Output every line of the entries from the line containing "TARGET: porch floor" through the last, exactly, with no other content.

(Pointing dataset records)
────────────────────────────────────────

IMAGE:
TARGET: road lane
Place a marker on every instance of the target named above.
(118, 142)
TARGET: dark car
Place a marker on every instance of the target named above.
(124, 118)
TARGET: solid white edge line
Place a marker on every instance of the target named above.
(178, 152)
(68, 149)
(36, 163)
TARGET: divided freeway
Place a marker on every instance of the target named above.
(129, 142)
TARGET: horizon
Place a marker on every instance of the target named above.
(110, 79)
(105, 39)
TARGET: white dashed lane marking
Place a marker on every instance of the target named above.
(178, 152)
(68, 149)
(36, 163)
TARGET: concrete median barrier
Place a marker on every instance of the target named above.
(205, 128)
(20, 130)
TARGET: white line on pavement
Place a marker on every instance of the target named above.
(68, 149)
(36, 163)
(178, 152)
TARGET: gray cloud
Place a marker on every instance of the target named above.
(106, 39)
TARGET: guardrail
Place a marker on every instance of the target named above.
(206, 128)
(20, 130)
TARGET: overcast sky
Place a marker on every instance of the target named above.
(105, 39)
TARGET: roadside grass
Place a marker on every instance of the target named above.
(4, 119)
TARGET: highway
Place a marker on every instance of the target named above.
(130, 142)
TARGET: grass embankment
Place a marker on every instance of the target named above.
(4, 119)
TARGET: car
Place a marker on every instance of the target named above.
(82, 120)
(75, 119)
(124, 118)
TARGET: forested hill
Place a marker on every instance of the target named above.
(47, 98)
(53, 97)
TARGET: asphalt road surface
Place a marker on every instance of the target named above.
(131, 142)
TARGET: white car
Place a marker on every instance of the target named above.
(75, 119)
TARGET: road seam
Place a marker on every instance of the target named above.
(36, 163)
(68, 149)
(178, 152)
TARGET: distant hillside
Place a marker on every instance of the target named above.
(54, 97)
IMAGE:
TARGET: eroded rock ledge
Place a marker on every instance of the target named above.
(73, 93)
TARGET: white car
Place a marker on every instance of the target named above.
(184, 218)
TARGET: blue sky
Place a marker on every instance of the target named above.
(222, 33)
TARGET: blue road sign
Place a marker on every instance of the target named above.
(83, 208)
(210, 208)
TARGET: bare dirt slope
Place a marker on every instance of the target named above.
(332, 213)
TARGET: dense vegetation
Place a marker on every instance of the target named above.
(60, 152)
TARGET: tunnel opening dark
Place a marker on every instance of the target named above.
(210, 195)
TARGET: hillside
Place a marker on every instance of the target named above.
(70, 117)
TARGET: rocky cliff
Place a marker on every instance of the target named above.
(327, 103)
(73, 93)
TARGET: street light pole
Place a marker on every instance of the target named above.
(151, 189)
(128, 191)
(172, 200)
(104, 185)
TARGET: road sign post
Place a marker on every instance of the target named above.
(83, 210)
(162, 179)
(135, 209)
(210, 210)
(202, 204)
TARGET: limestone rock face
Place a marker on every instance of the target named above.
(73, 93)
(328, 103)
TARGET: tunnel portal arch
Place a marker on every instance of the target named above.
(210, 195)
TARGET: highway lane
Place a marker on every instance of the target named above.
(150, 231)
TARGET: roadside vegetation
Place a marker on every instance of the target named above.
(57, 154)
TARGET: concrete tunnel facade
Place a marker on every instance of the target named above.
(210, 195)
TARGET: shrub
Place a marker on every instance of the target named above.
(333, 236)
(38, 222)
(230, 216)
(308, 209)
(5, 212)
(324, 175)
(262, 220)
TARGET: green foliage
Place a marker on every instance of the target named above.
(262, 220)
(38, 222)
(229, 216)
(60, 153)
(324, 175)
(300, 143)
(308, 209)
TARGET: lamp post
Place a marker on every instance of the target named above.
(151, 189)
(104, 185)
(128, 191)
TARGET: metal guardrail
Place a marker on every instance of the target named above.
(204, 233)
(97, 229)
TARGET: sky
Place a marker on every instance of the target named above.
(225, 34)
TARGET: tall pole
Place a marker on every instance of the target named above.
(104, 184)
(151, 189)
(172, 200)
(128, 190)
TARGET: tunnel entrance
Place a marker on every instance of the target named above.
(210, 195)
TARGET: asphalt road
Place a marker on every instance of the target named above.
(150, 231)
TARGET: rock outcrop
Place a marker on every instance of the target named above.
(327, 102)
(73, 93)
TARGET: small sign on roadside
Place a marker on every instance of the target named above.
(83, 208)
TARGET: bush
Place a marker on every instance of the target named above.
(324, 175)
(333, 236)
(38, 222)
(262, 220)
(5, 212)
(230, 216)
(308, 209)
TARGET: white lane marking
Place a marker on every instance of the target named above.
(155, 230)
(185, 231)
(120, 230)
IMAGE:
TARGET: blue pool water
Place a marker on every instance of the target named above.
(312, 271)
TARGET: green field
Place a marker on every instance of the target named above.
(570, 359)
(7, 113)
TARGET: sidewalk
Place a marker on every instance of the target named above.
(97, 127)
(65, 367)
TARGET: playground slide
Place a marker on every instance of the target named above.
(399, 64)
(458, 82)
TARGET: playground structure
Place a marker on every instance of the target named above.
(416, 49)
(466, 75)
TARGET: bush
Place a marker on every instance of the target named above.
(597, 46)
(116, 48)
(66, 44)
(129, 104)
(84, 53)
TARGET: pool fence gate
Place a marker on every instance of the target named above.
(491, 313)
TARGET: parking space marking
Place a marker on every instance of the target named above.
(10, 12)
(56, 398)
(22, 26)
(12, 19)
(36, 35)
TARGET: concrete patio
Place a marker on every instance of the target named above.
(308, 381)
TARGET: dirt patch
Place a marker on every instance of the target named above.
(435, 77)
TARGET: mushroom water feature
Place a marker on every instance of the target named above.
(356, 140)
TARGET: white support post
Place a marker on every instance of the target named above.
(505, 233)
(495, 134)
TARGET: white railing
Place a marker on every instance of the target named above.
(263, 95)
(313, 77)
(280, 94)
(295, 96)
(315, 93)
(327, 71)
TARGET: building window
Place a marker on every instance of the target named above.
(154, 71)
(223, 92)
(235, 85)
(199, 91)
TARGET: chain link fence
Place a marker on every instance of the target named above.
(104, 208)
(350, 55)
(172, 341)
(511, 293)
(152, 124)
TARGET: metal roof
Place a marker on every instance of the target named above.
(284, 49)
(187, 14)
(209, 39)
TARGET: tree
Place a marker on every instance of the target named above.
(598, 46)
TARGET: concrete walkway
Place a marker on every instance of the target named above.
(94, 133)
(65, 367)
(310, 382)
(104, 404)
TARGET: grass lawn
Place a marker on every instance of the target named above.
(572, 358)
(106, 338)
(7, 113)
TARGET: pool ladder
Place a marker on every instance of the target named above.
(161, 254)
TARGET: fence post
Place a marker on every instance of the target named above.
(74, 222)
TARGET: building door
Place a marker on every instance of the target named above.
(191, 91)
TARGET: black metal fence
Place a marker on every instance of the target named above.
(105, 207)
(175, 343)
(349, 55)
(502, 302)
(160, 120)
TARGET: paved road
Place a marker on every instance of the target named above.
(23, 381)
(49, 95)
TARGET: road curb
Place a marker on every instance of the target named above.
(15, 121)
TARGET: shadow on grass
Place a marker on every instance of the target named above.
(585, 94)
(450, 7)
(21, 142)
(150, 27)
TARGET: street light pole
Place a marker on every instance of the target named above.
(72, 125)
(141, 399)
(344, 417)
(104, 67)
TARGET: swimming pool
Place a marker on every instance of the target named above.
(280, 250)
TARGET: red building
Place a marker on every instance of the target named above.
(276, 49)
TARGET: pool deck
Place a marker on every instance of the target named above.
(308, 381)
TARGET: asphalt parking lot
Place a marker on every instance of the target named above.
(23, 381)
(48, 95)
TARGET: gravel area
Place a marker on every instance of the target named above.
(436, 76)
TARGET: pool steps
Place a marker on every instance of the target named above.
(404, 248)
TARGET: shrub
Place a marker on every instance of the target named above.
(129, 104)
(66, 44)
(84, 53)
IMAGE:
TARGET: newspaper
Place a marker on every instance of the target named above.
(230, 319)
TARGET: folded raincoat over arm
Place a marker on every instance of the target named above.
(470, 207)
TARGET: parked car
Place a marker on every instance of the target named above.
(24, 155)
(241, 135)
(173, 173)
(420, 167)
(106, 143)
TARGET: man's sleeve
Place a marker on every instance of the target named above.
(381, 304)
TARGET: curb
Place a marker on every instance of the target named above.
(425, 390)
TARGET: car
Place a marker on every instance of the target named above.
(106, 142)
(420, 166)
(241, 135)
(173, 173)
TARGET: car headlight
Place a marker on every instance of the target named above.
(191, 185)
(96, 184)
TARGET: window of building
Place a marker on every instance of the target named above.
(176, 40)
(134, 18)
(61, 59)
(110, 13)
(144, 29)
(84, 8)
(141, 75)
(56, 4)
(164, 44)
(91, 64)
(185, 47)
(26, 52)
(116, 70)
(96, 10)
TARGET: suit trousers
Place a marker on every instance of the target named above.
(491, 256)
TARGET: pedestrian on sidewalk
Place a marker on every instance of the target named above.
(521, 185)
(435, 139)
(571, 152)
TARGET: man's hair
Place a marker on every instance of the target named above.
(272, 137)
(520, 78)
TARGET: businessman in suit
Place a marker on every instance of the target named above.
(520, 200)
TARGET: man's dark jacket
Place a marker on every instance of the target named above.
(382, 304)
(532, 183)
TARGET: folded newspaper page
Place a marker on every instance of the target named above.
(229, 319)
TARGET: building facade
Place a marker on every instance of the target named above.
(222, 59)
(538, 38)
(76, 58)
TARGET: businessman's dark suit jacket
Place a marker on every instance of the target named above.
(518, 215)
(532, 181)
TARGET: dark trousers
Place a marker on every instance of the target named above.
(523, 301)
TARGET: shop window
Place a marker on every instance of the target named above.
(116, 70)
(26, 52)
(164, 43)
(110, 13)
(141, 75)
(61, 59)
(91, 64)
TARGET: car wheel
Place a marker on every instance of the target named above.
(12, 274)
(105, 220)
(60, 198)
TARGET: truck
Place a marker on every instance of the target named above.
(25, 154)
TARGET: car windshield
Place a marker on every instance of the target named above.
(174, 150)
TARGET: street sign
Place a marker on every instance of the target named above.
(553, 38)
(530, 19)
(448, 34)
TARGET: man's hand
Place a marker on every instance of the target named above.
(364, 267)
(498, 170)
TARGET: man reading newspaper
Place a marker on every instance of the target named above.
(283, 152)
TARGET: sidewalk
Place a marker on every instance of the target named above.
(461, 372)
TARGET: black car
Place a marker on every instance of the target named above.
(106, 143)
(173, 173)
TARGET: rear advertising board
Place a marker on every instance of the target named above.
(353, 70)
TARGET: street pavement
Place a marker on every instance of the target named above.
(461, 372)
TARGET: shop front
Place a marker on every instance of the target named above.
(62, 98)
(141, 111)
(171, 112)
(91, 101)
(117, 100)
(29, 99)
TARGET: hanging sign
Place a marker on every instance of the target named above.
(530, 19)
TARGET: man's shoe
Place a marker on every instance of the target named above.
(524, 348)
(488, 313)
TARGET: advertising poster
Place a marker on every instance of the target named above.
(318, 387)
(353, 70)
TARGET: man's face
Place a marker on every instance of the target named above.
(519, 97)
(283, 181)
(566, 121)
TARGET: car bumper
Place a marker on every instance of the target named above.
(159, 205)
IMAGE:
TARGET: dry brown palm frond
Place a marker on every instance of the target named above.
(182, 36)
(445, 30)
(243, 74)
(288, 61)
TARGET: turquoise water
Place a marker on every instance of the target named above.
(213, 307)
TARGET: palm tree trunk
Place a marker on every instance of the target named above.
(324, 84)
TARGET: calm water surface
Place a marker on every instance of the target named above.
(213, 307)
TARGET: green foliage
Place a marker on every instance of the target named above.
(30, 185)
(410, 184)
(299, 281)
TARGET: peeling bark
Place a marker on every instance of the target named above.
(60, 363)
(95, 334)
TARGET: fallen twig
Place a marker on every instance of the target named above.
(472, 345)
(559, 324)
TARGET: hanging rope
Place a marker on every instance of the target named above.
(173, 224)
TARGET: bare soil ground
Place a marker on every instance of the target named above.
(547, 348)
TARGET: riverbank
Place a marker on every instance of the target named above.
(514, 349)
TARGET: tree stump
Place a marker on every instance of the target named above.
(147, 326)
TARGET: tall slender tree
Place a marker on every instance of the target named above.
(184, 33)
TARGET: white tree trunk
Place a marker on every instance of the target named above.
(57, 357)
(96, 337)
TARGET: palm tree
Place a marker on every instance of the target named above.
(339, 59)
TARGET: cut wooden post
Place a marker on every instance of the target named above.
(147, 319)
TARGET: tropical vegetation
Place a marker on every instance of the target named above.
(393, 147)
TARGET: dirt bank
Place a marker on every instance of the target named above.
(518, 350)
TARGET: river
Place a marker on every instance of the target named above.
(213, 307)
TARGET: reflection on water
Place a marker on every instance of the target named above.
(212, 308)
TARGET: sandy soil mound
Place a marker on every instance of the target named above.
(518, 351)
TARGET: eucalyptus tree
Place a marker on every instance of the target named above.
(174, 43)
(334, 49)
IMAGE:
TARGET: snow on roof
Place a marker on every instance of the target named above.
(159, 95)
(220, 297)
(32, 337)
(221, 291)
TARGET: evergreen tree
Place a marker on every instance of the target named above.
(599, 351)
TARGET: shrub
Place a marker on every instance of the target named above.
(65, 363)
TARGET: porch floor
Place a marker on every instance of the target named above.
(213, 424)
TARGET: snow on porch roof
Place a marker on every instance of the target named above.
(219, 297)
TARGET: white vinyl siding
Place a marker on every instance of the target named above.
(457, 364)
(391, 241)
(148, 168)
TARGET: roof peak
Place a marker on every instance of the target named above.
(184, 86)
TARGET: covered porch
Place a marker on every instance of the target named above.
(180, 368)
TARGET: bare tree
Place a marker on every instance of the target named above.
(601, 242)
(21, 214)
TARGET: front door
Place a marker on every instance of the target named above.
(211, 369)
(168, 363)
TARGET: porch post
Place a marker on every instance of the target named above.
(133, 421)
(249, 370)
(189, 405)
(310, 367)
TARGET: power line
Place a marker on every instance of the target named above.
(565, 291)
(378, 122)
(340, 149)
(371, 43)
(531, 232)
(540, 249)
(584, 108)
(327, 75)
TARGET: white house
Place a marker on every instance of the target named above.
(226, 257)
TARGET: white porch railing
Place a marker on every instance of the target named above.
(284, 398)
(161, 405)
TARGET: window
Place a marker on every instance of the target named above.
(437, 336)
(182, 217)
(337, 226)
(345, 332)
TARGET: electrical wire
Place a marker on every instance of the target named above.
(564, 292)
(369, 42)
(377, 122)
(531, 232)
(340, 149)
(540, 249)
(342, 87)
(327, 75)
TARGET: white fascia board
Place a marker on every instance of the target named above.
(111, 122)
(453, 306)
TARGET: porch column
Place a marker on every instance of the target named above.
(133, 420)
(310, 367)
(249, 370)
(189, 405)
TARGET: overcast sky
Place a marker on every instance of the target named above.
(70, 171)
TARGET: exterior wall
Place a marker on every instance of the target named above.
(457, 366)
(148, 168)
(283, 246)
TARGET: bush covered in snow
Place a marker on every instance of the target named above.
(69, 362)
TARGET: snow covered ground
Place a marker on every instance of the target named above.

────────────────────────────────────────

* **ANSWER TO THE EXERCISE**
TARGET: porch floor
Place a marker on every instance of the target named above.
(213, 424)
TARGET: snow on porch roof
Place a marker on every instance of the target named above.
(219, 297)
TARGET: white vinyl siding
Place a marker on every instance of the target named above.
(457, 364)
(391, 241)
(148, 168)
TARGET: roof peak
Place a marker on every instance of the target named above.
(184, 86)
TARGET: covered porch
Place a marker on every instance of the target named above.
(180, 368)
TARGET: bare tree
Place a marker on every instance of the target named above.
(601, 242)
(21, 214)
TARGET: front door
Place a marker on every instance of the target named above.
(211, 369)
(168, 363)
TARGET: porch post
Place a marker on every instance of the target named above.
(133, 421)
(249, 370)
(189, 405)
(310, 367)
TARGET: power line
Place a marker on every instance of the target named above.
(565, 291)
(378, 122)
(340, 149)
(371, 43)
(531, 232)
(540, 249)
(584, 108)
(327, 75)
TARGET: white house
Place a marker on every instance of the target named above.
(226, 257)
TARGET: white porch railing
Place a marker on every instance of the target named above.
(284, 398)
(161, 405)
TARGET: window
Place a marker on every instance of the target named above.
(437, 336)
(182, 217)
(337, 226)
(345, 332)
TARGET: electrical wire
Place a marker on every instance of the target named above.
(564, 292)
(369, 42)
(377, 122)
(531, 232)
(340, 149)
(540, 249)
(342, 87)
(327, 75)
TARGET: white fascia board
Place a marker on every instance of the target named above.
(111, 122)
(453, 306)
TARGET: porch column
Place a marker on every instance of the target named above.
(133, 420)
(310, 367)
(249, 370)
(189, 405)
TARGET: overcast sky
Place a marker on every instance of the target named above.
(70, 171)
TARGET: exterior wall
Place a marker on every instance of the target named above.
(457, 366)
(148, 168)
(283, 246)
TARGET: bush covered in snow
Place a marker on every instance of the target named above.
(69, 362)
TARGET: snow covered ground
Place a marker on every instance of the target named above.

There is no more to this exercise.